EXERCISE GOAL
Look through the records and copy each line that has "wire" in it.

(DATA FOR THIS TASK)

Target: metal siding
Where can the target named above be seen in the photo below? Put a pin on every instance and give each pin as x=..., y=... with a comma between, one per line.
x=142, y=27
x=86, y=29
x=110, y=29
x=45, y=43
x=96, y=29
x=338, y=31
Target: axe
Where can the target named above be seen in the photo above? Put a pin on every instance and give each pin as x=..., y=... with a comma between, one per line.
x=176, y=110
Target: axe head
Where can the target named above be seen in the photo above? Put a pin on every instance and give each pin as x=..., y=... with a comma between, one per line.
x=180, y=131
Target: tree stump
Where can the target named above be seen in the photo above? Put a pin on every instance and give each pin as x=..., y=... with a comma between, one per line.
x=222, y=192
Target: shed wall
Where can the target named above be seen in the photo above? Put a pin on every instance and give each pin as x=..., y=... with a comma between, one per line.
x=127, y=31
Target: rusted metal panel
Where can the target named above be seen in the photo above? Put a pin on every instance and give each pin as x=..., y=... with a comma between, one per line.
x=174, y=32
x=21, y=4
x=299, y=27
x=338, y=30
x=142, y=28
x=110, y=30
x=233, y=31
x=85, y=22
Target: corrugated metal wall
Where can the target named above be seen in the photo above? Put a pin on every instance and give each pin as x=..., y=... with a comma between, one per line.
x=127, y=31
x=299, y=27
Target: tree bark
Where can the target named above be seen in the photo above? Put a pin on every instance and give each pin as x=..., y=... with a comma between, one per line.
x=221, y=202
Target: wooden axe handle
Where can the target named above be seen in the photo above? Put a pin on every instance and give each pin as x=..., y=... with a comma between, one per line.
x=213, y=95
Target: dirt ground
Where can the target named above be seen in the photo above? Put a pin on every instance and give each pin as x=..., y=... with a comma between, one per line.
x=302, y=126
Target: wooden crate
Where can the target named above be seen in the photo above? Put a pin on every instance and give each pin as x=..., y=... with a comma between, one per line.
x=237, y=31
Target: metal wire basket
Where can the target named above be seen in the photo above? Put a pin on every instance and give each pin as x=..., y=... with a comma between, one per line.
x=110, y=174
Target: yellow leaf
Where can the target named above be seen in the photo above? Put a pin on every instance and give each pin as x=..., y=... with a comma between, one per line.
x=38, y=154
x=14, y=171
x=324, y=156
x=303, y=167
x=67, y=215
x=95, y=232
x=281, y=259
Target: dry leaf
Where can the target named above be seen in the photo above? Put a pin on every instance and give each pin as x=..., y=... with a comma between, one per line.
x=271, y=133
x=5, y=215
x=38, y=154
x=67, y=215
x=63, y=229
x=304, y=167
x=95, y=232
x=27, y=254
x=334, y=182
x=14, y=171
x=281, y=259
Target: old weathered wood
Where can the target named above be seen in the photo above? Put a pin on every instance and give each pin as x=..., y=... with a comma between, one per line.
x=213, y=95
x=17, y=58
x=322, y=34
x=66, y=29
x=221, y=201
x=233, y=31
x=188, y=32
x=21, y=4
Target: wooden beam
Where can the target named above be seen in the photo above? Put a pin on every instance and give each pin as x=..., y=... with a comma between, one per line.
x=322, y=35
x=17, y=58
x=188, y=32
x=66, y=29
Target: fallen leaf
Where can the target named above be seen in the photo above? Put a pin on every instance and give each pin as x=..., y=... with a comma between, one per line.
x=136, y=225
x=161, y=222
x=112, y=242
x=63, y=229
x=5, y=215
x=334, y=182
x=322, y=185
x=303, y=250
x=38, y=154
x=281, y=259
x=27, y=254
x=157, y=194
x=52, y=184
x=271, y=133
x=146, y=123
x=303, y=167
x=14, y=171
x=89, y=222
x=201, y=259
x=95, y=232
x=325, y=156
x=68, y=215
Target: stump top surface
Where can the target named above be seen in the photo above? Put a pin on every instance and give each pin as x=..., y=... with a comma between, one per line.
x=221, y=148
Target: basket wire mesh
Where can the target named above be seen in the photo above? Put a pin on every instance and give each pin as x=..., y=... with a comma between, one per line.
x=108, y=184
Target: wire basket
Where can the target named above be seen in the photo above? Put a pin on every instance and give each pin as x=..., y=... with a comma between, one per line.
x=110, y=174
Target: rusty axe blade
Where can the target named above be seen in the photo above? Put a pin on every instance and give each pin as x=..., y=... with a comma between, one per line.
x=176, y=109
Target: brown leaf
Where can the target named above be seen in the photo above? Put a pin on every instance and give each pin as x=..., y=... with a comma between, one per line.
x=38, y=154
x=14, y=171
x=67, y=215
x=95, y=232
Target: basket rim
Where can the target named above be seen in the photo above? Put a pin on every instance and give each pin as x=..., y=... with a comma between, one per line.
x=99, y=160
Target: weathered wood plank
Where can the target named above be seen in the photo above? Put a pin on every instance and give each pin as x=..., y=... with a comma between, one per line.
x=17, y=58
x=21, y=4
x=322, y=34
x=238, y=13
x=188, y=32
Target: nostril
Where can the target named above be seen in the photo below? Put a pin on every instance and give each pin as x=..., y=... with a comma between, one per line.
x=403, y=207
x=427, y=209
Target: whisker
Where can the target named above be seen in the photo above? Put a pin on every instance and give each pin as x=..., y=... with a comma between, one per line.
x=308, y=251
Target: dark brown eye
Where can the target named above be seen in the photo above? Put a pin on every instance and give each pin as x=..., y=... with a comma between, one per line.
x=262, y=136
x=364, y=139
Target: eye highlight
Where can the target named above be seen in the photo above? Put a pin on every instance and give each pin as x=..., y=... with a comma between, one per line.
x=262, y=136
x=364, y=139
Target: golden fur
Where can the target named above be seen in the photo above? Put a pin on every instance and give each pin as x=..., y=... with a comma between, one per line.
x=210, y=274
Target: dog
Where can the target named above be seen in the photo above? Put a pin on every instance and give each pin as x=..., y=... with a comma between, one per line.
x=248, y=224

(End DATA FOR THIS TASK)

SOLUTION FOR THIS TASK
Target: metal wire basket
Target: basket wire mesh
Target: wire basket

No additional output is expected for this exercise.